- [WORK INSTRUCTIONS]:
Only a number is wanted here: the count of lines in the entries below that include the word "hair".

- [DATASET EXTRACT]:
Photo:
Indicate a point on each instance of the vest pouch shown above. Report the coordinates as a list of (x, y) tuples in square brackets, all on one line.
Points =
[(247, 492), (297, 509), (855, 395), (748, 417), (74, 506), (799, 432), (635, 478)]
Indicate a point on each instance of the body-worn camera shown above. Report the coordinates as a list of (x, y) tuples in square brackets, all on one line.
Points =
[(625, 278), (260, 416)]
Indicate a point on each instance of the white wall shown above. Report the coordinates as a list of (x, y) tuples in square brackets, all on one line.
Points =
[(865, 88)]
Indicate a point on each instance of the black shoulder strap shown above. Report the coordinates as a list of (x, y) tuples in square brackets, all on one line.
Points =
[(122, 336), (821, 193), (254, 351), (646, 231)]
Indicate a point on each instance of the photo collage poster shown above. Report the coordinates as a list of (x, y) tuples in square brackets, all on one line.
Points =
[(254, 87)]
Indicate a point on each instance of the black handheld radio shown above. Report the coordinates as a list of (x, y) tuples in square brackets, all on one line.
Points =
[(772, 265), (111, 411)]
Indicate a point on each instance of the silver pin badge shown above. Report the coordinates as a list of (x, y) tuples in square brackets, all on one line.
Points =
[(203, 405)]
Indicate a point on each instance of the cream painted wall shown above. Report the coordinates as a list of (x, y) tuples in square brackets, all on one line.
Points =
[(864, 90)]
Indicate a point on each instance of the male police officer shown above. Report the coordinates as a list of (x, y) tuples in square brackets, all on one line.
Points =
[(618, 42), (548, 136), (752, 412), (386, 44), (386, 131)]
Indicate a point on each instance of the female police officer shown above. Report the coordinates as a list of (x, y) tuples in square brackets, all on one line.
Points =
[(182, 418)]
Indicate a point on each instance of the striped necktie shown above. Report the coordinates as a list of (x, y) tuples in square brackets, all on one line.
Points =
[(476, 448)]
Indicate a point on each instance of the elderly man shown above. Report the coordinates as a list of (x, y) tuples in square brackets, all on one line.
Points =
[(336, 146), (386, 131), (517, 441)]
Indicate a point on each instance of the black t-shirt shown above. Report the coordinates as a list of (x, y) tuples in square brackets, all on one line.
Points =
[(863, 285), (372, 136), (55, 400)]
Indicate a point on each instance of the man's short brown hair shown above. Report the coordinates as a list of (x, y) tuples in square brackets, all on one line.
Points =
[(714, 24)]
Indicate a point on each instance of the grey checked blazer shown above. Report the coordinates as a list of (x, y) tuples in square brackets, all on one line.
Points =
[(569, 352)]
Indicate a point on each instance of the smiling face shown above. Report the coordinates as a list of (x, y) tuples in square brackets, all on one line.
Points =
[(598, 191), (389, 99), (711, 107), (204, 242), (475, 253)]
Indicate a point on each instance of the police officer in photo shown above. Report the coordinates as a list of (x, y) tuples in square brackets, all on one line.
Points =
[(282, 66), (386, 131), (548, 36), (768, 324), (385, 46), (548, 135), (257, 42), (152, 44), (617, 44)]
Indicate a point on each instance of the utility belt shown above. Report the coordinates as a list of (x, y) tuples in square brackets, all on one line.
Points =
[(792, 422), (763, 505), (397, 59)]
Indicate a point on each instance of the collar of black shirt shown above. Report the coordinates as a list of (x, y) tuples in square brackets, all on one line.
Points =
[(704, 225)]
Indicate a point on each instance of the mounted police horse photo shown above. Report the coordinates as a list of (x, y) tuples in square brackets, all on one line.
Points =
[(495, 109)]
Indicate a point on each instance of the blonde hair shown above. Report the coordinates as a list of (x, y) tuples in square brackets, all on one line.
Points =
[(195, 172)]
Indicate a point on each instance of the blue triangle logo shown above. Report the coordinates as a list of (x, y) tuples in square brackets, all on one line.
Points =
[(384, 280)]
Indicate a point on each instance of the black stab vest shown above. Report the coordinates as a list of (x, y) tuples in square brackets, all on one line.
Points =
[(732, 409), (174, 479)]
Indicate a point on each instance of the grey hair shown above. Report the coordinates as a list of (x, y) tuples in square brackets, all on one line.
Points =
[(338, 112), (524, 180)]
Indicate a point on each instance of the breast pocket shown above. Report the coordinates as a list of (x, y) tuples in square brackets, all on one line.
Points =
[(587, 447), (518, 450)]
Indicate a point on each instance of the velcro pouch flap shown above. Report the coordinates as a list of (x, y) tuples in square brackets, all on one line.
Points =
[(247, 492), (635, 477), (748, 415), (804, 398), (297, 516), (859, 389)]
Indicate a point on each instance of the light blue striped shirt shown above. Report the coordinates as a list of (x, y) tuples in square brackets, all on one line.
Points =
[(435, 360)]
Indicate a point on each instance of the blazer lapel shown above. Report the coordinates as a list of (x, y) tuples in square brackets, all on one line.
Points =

- [ANSWER SECTION]:
3